** ЗАДАНИЯ **
A: Ответьте на вопросы по отрывку:
(i) В каком году писал В. Г. Тан?
(ii) Где открывались песенные и танцевальные кружки?
(iii) Балетмейстером какого театра был А. Горский?
B: Пожалуйста, процитируйте часть отрывка: начните со слов «При клубах, народных» и остановитесь после слов «колоссальное воспитательное значение.».

** ИСХОДНЫЙ ОТРЫВОК **
Так же точно когда-то плясала и французская революция, поставившая на месте Бастилии доску с надписью: «Здесь пляшут», – писал в 1922 году известный публицист В. Г. Тан (Богораз).

При клубах, народных домах, в Домах пионеров открывались песенные и танцевальные кружки, где подчас преподавали высокие профессионалы. Они стремились воплотить свои профессиональные амбиции на педагогическом поприще и в постановочной деятельности, что порой не удавалось сделать в тех театральных коллективах, где они работали.

В этот период, мечтая о «демократизации» хореографии и «широком проникновении её в трудовые массы», очень активно работает во многих частных студиях А. Горский. К то-то даже сострил, что он «пошёл в народ». Действительно, это было беспрецедентным случаем, когда балетмейстер Большого театра учил такую разнообразную публику. Это студийное движение 1920-30-х годов дало очень серьёзные результаты. Помимо того, что оно творчески поддерживало реформаторов профессионального искусства, оно имело колоссальное воспитательное значение.

** ЗАПИСИ **
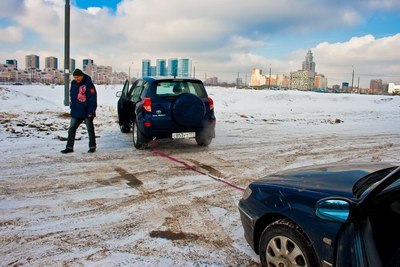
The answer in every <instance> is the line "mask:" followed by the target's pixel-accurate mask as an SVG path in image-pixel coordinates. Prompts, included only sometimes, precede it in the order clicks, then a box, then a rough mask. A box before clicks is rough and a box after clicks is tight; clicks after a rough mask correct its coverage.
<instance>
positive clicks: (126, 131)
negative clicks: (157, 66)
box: [117, 77, 216, 148]
mask: <svg viewBox="0 0 400 267" xmlns="http://www.w3.org/2000/svg"><path fill="white" fill-rule="evenodd" d="M117 96H119V97H120V99H119V101H118V120H119V125H120V128H121V131H122V132H123V133H128V132H130V130H131V128H133V144H134V145H135V147H136V148H144V147H146V145H147V143H148V142H149V141H150V140H151V139H153V138H157V139H160V138H172V139H187V138H195V139H196V142H197V144H198V145H200V146H208V145H209V144H210V143H211V140H212V138H214V137H215V121H216V120H215V116H214V103H213V100H212V99H211V98H210V97H208V95H207V92H206V90H205V88H204V86H203V83H202V82H201V81H200V80H197V79H192V78H190V79H189V78H165V77H164V78H152V77H151V78H150V77H149V78H143V79H139V80H136V81H135V82H134V83H133V84H132V86H131V87H130V88H129V81H128V80H127V81H126V82H125V84H124V88H123V89H122V92H118V93H117Z"/></svg>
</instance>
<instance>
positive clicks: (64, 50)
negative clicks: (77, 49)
mask: <svg viewBox="0 0 400 267" xmlns="http://www.w3.org/2000/svg"><path fill="white" fill-rule="evenodd" d="M69 10H70V5H69V0H65V26H64V29H65V39H64V105H65V106H68V105H69V68H70V66H69V24H70V16H69Z"/></svg>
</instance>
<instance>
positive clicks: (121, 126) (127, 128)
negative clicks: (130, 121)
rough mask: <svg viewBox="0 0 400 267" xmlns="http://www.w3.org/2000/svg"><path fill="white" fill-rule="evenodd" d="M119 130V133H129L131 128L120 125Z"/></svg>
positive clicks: (123, 125) (128, 123)
mask: <svg viewBox="0 0 400 267" xmlns="http://www.w3.org/2000/svg"><path fill="white" fill-rule="evenodd" d="M119 128H120V129H121V132H123V133H129V132H130V131H131V126H130V125H129V123H126V122H124V123H122V124H121V125H120V126H119Z"/></svg>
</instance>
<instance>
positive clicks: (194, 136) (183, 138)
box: [172, 132, 196, 139]
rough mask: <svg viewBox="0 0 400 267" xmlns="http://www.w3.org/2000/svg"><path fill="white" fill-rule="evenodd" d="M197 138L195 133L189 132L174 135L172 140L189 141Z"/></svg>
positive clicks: (172, 137) (173, 135) (176, 133)
mask: <svg viewBox="0 0 400 267" xmlns="http://www.w3.org/2000/svg"><path fill="white" fill-rule="evenodd" d="M194 137H196V133H195V132H189V133H173V134H172V139H188V138H194Z"/></svg>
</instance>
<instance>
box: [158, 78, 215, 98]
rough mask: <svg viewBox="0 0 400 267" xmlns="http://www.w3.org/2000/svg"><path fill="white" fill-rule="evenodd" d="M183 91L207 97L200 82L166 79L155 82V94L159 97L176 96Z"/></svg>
mask: <svg viewBox="0 0 400 267" xmlns="http://www.w3.org/2000/svg"><path fill="white" fill-rule="evenodd" d="M183 93H189V94H194V95H197V96H198V97H202V98H204V97H207V94H206V92H205V90H204V87H203V85H202V84H201V83H197V82H192V81H166V82H159V83H157V88H156V95H157V96H160V97H169V96H178V95H180V94H183Z"/></svg>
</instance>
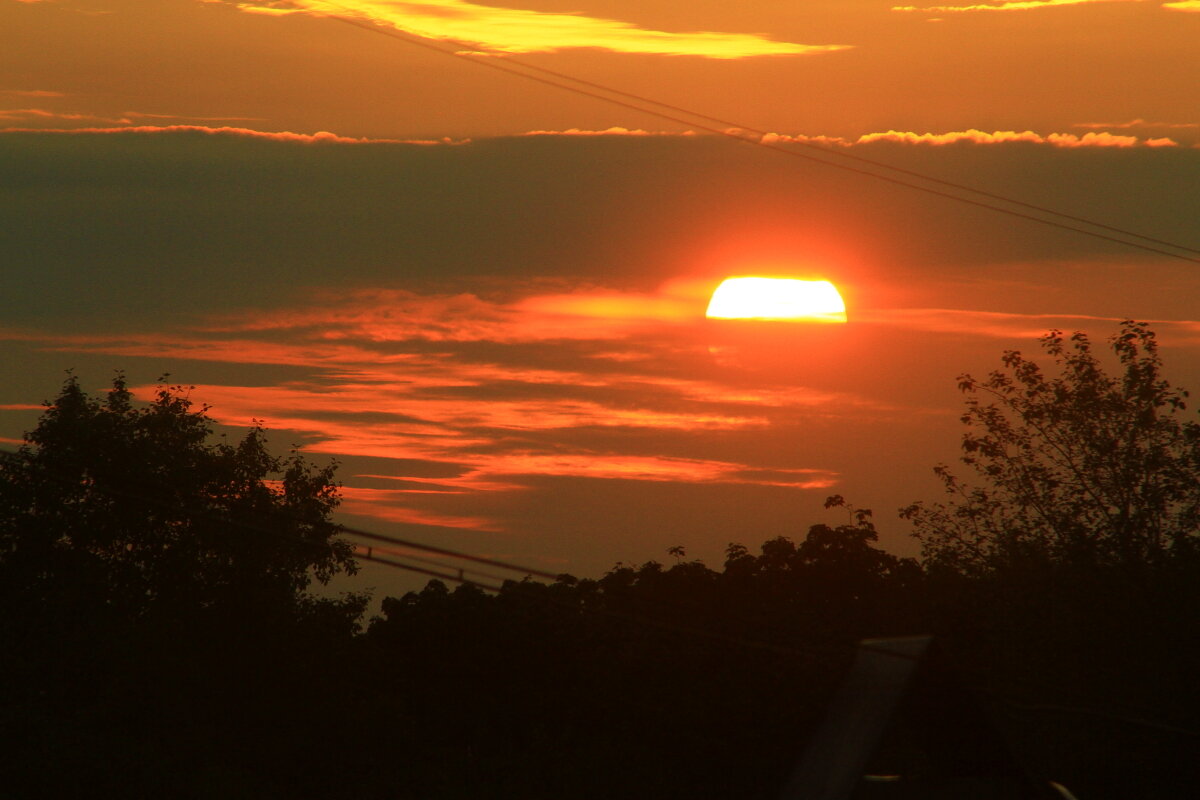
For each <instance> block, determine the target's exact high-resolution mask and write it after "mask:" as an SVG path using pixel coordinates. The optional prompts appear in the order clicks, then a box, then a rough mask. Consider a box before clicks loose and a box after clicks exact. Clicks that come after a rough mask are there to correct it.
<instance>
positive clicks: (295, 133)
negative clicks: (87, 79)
mask: <svg viewBox="0 0 1200 800" xmlns="http://www.w3.org/2000/svg"><path fill="white" fill-rule="evenodd" d="M22 110H25V112H28V110H31V109H22ZM32 110H38V109H32ZM6 114H16V112H4V110H0V120H4V119H17V118H16V116H6ZM26 116H29V115H28V114H26ZM37 116H44V118H54V119H66V120H85V119H92V120H96V119H100V118H94V116H86V115H79V114H56V113H49V112H43V113H40V114H37ZM140 116H151V115H146V114H142V115H140ZM103 121H109V122H130V120H127V119H120V120H103ZM0 133H56V134H70V136H108V134H115V136H134V134H178V133H203V134H205V136H215V137H222V136H229V137H241V138H248V139H265V140H269V142H290V143H296V144H418V145H445V144H466V143H467V142H469V139H450V138H443V139H371V138H365V137H364V138H355V137H346V136H338V134H336V133H330V132H329V131H317V132H316V133H293V132H292V131H258V130H254V128H246V127H235V126H228V125H222V126H217V127H214V126H209V125H127V126H125V127H78V128H29V127H8V128H0Z"/></svg>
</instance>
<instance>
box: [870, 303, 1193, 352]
mask: <svg viewBox="0 0 1200 800" xmlns="http://www.w3.org/2000/svg"><path fill="white" fill-rule="evenodd" d="M856 317H857V318H858V319H859V320H860V321H863V323H869V324H876V325H887V326H893V327H905V329H911V330H919V331H928V332H934V333H955V335H960V336H977V337H986V338H1000V339H1009V341H1012V339H1036V338H1038V337H1040V336H1043V335H1044V333H1045V332H1046V331H1048V330H1049V329H1058V330H1079V327H1080V326H1081V325H1087V324H1092V323H1104V326H1105V327H1109V329H1115V327H1116V326H1117V325H1118V324H1120V323H1121V321H1122V320H1121V319H1120V318H1117V317H1096V315H1090V314H1027V313H1008V312H994V311H976V309H962V308H875V309H871V308H868V309H862V311H859V312H858V313H857V314H856ZM1146 321H1150V323H1151V324H1152V325H1153V326H1154V329H1156V330H1159V331H1160V332H1164V333H1166V335H1169V336H1174V337H1176V338H1177V342H1176V343H1190V342H1189V337H1190V336H1192V335H1194V333H1195V332H1196V331H1198V330H1200V321H1194V320H1181V319H1170V320H1162V319H1160V320H1146ZM1181 335H1182V337H1181Z"/></svg>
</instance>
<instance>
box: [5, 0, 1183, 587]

** ОТВЕТЫ ПО ЗАДАНИЯМ **
A:
(i) В 1922 году.
(ii) При клубах, народных домах, в Домах пионеров.
(iii) Большого театра.

B:
При клубах, народных домах, в Домах пионеров открывались песенные и танцевальные кружки, где подчас преподавали высокие профессионалы. Они стремились воплотить свои профессиональные амбиции на педагогическом поприще и в постановочной деятельности, что порой не удавалось сделать в тех театральных коллективах, где они работали.

В этот период, мечтая о «демократизации» хореографии и «широком проникновении её в трудовые массы», очень активно работает во многих частных студиях А. Горский. К то-то даже сострил, что он «пошёл в народ». Действительно, это было беспрецедентным случаем, когда балетмейстер Большого театра учил такую разнообразную публику. Это студийное движение 1920-30-х годов дало очень серьёзные результаты. Помимо того, что оно творчески поддерживало реформаторов профессионального искусства, оно имело колоссальное воспитательное значение.